- DEINE AUFGABE
Bitte aktualisiere einen Abschnitt aus dem Interview: Gib ihn ab der Stelle mit "SPOX: In der" bis einschließlich "Trainer installiert hätte?" wieder und setze dabei "Kündigung" anstelle von "Arbeitslosigkeit".

- AUSGANGSTEXT
Andre Schubert: Nein, es ist positiv, wenn die Leute gratulieren. Dafür haben wir die ganze Zeit hart gearbeitet. In erster Linie steht der Klassenerhalt und dafür nehme ich die Glückwünsche gerne entgegen.

SPOX: Es gab aber doch auch welche für Ihren Wechsel zum FC St. Pauli.

Schubert: Ja, aber es war nicht leicht, in der damaligen Situation die Entscheidung zu fällen, Paderborn nach der Saison zu verlassen. Es ging noch um den Klassenerhalt und ich fühle mich in Paderborn auch sehr wohl.

SPOX: In der Phase hat Paderborn lange Zeit nicht gewinnen können. Hatten Sie Sorgen um Ihren Job?

Schubert: Ich hatte keine Angst vor der Arbeitslosigkeit. Ich hätte schon etwas Zufriedenstellendes gefunden. Das hätte auch eine U 23 sein können. Ich stelle an mich nicht den Anspruch, in der Öffentlichkeit stehen zu müssen oder unbedingt eine große Karriere anzustreben. Die Arbeit in Paderborn hat viel Spaß gemacht und natürlich ist es fantastisch, in diesem Bereich arbeiten zu können. Aber davon hängt mein Lebensglück nicht ab und deshalb konnte ich auch so eine Entscheidung treffen.

SPOX: Es wäre also in Ordnung gewesen, wenn Paderborns Präsident Wilfried Finke direkt einen neuen Trainer installiert hätte?

- GESPEICHERTE EINTRÄGE
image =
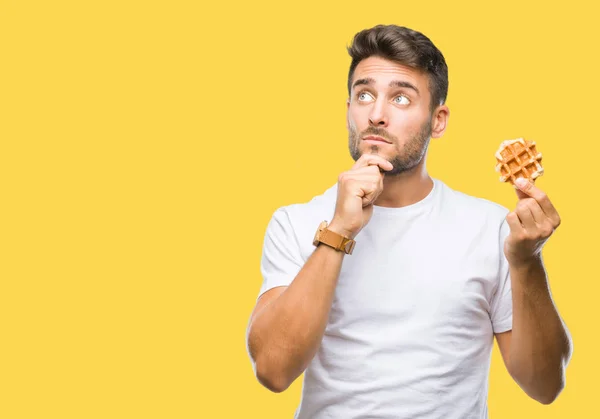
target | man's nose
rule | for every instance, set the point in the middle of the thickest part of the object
(378, 116)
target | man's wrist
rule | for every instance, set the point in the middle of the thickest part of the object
(337, 228)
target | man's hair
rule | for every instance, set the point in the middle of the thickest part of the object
(404, 46)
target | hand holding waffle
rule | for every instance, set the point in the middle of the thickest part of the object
(535, 218)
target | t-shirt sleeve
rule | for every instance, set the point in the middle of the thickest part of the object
(281, 258)
(501, 307)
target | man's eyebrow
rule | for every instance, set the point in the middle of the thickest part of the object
(394, 83)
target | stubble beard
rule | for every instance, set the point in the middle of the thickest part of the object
(409, 157)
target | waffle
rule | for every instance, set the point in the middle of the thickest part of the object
(518, 158)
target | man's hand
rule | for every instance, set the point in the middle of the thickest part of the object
(531, 224)
(358, 188)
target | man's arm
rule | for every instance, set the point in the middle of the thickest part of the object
(284, 334)
(539, 347)
(537, 350)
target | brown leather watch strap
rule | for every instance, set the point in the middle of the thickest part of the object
(335, 240)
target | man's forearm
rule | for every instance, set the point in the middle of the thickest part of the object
(286, 334)
(540, 345)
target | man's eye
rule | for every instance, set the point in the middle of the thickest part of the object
(364, 96)
(403, 100)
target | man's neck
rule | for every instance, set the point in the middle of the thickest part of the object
(405, 188)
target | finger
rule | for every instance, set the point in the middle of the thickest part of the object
(514, 223)
(372, 159)
(536, 211)
(371, 170)
(526, 217)
(529, 189)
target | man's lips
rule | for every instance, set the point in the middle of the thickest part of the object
(376, 138)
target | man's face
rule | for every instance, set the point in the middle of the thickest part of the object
(390, 101)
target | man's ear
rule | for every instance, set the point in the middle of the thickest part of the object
(348, 114)
(440, 121)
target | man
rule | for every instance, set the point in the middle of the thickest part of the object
(401, 325)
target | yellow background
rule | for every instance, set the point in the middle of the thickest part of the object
(146, 144)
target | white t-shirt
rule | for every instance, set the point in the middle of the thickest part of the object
(413, 318)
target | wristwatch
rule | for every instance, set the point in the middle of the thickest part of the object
(333, 239)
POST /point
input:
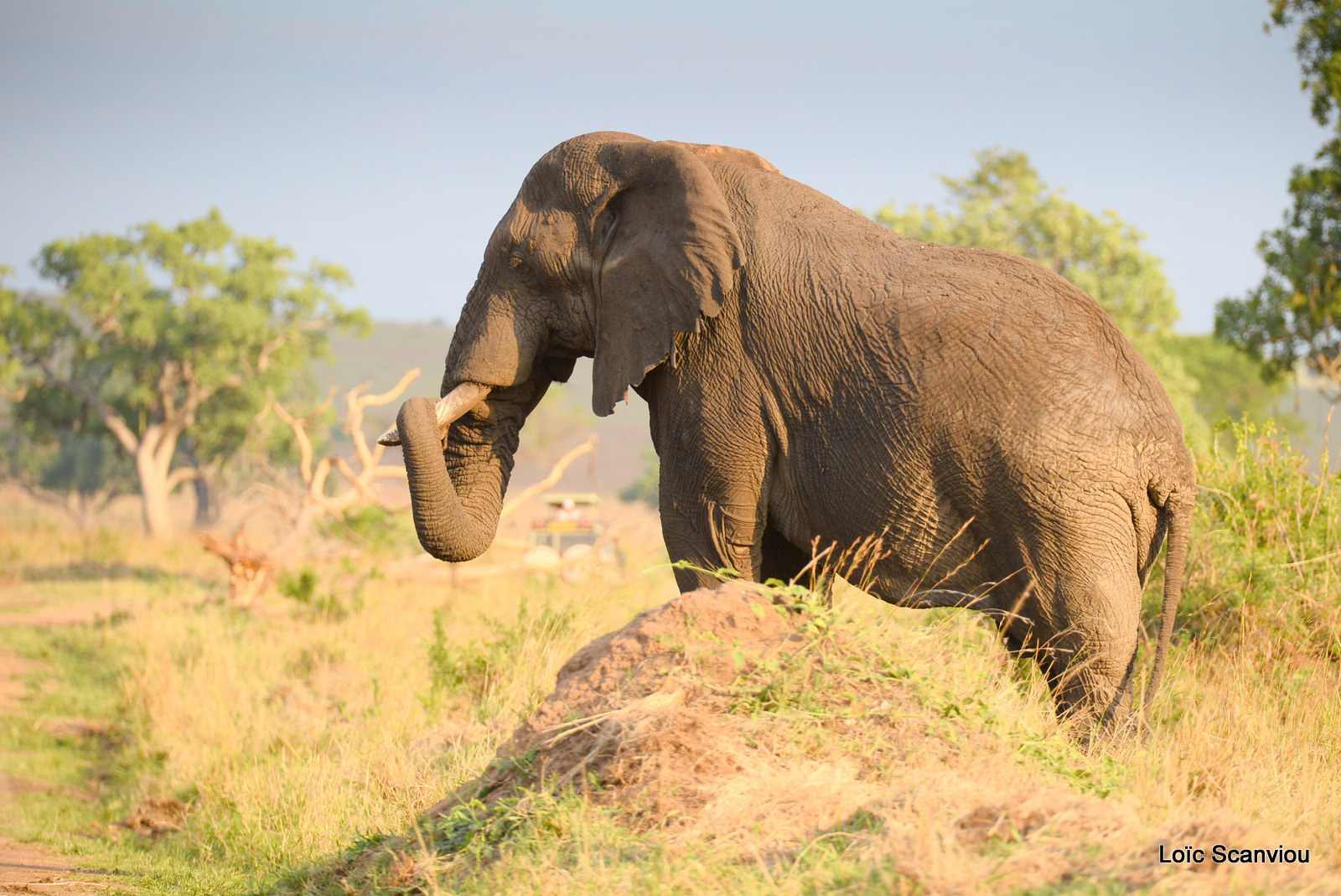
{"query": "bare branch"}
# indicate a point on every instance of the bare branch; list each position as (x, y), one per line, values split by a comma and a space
(556, 475)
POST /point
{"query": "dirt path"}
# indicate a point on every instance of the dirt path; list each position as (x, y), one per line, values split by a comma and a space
(23, 867)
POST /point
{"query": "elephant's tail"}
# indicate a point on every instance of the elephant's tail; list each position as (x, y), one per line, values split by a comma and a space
(1178, 511)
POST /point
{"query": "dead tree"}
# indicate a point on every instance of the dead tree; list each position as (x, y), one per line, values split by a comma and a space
(252, 572)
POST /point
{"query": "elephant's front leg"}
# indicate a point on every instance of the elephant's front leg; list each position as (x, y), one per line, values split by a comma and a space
(712, 505)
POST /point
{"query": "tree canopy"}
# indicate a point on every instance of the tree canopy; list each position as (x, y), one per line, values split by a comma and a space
(1003, 205)
(1292, 317)
(168, 339)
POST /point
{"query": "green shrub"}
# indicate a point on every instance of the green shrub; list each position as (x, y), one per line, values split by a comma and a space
(479, 670)
(1264, 547)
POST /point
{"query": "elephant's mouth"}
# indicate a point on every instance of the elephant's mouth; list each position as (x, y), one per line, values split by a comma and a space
(449, 408)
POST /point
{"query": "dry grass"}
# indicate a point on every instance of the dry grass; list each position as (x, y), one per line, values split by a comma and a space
(898, 751)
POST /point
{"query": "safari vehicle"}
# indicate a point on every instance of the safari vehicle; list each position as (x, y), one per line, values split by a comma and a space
(573, 527)
(573, 520)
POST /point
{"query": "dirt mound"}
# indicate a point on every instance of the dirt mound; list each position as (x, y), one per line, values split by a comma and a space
(734, 722)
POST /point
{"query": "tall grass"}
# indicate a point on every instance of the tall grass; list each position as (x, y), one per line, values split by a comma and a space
(321, 723)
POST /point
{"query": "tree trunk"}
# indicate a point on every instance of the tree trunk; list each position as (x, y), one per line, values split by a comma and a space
(207, 510)
(153, 494)
(153, 463)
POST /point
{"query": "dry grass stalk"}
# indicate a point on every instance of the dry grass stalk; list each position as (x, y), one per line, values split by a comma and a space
(250, 572)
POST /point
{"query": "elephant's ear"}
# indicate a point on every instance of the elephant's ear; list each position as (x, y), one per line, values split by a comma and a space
(665, 252)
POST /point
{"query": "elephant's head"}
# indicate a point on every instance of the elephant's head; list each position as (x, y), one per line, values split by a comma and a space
(614, 245)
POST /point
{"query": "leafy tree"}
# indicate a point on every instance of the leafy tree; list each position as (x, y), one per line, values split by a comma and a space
(1318, 49)
(1292, 317)
(1230, 382)
(169, 339)
(1006, 205)
(80, 474)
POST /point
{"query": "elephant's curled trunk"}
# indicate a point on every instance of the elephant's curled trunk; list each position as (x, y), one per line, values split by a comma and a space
(451, 526)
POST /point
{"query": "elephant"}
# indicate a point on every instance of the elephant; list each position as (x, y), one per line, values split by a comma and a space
(817, 380)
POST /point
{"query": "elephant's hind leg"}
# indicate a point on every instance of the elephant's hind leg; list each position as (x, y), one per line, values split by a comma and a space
(781, 560)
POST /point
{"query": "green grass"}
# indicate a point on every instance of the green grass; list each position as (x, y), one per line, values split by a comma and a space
(310, 733)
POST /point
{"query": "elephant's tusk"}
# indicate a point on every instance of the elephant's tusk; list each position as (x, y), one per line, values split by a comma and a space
(449, 408)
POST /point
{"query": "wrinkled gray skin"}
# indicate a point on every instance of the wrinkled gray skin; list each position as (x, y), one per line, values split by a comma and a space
(813, 375)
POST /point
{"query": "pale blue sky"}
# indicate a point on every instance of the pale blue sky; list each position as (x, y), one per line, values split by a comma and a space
(391, 137)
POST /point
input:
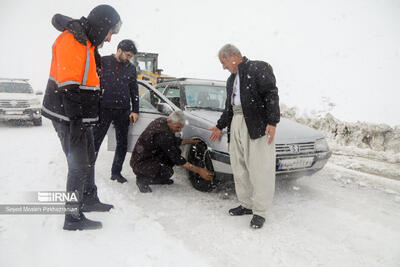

- LÖSUNG DER AUFGABE
SPOX: In der Phase hat Paderborn lange Zeit nicht gewinnen können. Hatten Sie Sorgen um Ihren Job?

Schubert: Ich hatte keine Angst vor der Kündigung. Ich hätte schon etwas Zufriedenstellendes gefunden. Das hätte auch eine U 23 sein können. Ich stelle an mich nicht den Anspruch, in der Öffentlichkeit stehen zu müssen oder unbedingt eine große Karriere anzustreben. Die Arbeit in Paderborn hat viel Spaß gemacht und natürlich ist es fantastisch, in diesem Bereich arbeiten zu können. Aber davon hängt mein Lebensglück nicht ab und deshalb konnte ich auch so eine Entscheidung treffen.

SPOX: Es wäre also in Ordnung gewesen, wenn Paderborns Präsident Wilfried Finke direkt einen neuen Trainer installiert hätte?